[AIM]: Before the listing, pick up the Mercury Filmworks article after its last sentence and continue its history section.

===== PAGE EXCERPT

Mercury Filmworks
- Logo used since 2021
- Industry: Animation
- Founded: June 21, 1997; 29 years ago in Vancouver, British Columbia, Canada
- Founder: Clint Eland
- Headquarters: Ottawa, Ontario, Canada
- Key people: Clint Eland (president and CEO)
- Number of employees: 250 (2016)
- Divisions: Lighthouse Studios (50% with Cartoon Saloon)
- Website: mercuryfilmworks.com

= Mercury Filmworks =

Canadian animation studio

Mercury Filmworks is a Canadian independent animation studio based in Ottawa, Ontario. The studio was originally founded in Vancouver by Clint Eland, the current CEO, in 1997. Mercury Filmworks has produced animated television series and feature films for a variety of companies, including Disney, Netflix, Amazon Studios, and Warner Bros. Its recent projects include Kid Cosmic, Centaurworld, Hilda, The Wonderful World of Mickey Mouse, and The Ghost and Molly McGee. The studio has won Emmy Awards for its work in several categories, most recently for Hilda.

Mercury has over 340 employees employed at its Ottawa location, and continues to show steady growth. In 2020, it was named one of the best offices in Ottawa by the Ottawa Business Journal.

== History ==
Mercury Filmworks was founded in 1997 in Vancouver by current chief executive officer Clint Eland. The studio started with a small investment from friends and family, including Reg Eland, who became a partner overseeing finances from 1997 to 2002 and managing partner of the Vancouver studio from 2003 to 2006.

In the late 1990s, technology was evolving to allow artists to paint and render images at a much faster pace and with greater and more consistent results. Mercury Filmworks was one of the first companies in North America to specialize in digital ink and paint services in Canada.

==========
===== RECORDS PROVIDED

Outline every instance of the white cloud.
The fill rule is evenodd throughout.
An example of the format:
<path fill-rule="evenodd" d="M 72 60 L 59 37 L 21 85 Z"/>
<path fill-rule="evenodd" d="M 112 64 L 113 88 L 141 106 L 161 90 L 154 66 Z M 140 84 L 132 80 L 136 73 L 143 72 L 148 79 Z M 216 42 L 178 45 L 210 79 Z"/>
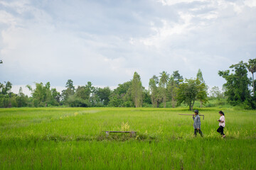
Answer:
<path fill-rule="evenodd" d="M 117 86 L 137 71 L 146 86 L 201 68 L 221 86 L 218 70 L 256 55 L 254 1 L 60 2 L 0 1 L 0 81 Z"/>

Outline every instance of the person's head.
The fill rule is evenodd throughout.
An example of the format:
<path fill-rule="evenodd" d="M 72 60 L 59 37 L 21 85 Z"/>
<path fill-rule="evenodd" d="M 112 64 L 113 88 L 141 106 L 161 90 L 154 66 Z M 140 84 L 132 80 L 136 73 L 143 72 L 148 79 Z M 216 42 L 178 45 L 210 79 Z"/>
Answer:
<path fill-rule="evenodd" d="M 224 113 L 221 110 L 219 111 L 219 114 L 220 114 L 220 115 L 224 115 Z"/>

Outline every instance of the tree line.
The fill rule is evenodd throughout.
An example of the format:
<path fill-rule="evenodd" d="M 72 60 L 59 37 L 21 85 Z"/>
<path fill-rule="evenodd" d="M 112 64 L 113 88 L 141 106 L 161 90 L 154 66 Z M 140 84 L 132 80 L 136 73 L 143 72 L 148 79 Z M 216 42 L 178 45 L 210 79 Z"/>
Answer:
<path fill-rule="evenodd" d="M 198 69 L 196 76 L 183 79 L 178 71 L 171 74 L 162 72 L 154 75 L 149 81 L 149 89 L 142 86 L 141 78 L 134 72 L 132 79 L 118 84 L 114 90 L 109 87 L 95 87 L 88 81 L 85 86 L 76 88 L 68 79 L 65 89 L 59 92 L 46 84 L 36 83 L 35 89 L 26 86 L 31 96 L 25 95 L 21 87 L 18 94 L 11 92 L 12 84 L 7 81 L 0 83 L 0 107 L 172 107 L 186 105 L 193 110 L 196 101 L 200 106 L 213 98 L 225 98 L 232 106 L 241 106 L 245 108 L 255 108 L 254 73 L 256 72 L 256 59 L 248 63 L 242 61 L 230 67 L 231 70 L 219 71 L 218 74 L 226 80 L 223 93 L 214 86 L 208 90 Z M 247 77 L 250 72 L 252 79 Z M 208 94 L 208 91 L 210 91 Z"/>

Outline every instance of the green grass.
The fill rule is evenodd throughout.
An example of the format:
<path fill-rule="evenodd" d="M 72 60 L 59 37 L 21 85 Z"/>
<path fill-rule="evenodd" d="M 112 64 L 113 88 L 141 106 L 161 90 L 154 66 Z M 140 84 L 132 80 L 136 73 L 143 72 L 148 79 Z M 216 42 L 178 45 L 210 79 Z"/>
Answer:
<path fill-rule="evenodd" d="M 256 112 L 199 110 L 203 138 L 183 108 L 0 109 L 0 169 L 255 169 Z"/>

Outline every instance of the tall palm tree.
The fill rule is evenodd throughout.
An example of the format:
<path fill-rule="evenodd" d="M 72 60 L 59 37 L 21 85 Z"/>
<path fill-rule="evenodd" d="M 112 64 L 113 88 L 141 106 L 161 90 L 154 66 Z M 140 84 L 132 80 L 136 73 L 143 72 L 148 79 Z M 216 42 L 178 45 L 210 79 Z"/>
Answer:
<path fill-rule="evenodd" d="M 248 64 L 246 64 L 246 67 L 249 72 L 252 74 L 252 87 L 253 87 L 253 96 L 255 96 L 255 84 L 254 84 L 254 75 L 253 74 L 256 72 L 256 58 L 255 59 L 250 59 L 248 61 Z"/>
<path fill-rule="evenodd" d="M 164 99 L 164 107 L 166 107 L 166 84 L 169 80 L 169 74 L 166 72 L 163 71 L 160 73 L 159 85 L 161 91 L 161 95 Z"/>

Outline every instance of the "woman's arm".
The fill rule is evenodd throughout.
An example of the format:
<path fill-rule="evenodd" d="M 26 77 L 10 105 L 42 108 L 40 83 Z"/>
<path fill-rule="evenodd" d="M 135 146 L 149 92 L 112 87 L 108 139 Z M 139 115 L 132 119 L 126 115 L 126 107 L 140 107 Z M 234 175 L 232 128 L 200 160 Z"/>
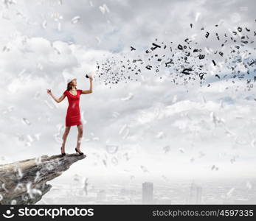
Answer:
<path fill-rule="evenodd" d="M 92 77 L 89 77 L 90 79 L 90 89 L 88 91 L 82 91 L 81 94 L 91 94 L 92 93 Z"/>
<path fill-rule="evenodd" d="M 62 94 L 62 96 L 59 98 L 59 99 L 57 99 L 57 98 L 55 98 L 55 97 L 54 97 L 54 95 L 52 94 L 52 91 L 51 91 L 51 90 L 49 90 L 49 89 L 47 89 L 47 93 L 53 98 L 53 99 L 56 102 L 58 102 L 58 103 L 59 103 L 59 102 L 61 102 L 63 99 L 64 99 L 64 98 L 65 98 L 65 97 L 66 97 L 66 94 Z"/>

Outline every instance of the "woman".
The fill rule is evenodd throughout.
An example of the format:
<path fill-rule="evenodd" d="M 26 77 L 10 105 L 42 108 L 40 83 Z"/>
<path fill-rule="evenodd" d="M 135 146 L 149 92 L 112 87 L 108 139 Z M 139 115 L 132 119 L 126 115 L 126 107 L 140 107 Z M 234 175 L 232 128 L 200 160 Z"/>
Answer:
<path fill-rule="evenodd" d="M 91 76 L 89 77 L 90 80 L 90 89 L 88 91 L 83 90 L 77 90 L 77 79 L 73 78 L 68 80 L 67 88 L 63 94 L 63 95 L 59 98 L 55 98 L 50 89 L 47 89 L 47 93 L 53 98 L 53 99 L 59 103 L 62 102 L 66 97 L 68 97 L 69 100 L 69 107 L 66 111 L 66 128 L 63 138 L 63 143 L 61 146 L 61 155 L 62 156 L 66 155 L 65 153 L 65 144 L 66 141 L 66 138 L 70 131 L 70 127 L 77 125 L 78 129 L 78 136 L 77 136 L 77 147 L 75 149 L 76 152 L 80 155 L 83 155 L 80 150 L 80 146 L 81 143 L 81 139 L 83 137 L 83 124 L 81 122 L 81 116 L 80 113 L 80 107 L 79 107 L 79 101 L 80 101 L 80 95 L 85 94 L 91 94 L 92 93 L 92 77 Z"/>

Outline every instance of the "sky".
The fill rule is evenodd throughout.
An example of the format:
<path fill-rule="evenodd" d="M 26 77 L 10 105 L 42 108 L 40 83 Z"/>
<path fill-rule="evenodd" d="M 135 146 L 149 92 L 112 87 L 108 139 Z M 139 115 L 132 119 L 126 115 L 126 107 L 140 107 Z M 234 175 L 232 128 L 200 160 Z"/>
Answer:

==========

[EXPECTED ANSWER]:
In 2000, Mercury opened a studio location on King Street East in Toronto to satisfy a multi-year output deal for its services. Meanwhile, in its Vancouver studio, they produced D'Myna Leagues using digital ink & paint plus CG integration, creating the first Canadian animated television series to integrate 3D locations in a 2D series.

In 2004, Mercury moved its Toronto studio to Ottawa, where local animation director, Jerry Popowich, joined the company as a partner.

The studio was already a leader in the field of computer assisted traditional animation. However, in its Ottawa studio with the help of people like Director Christian Larocque, Rob Buchanan, Anthony Ng, Dave Merrit, Phil Lafrance, Graham Macdonald, Emma Gignac, and Craig Berry, it leveraged this to become one of the world's first companies to produce an animated television series entirely in one studio using the beta version of Toon Boom Animation's Harmony software. Using this software, they produced the series Mischief City for Shaftesbury Films and YTV.

The following year, the studio animated Gerald McBoing-Boing. This production was widely regarded as a new benchmark for quality in digital animation.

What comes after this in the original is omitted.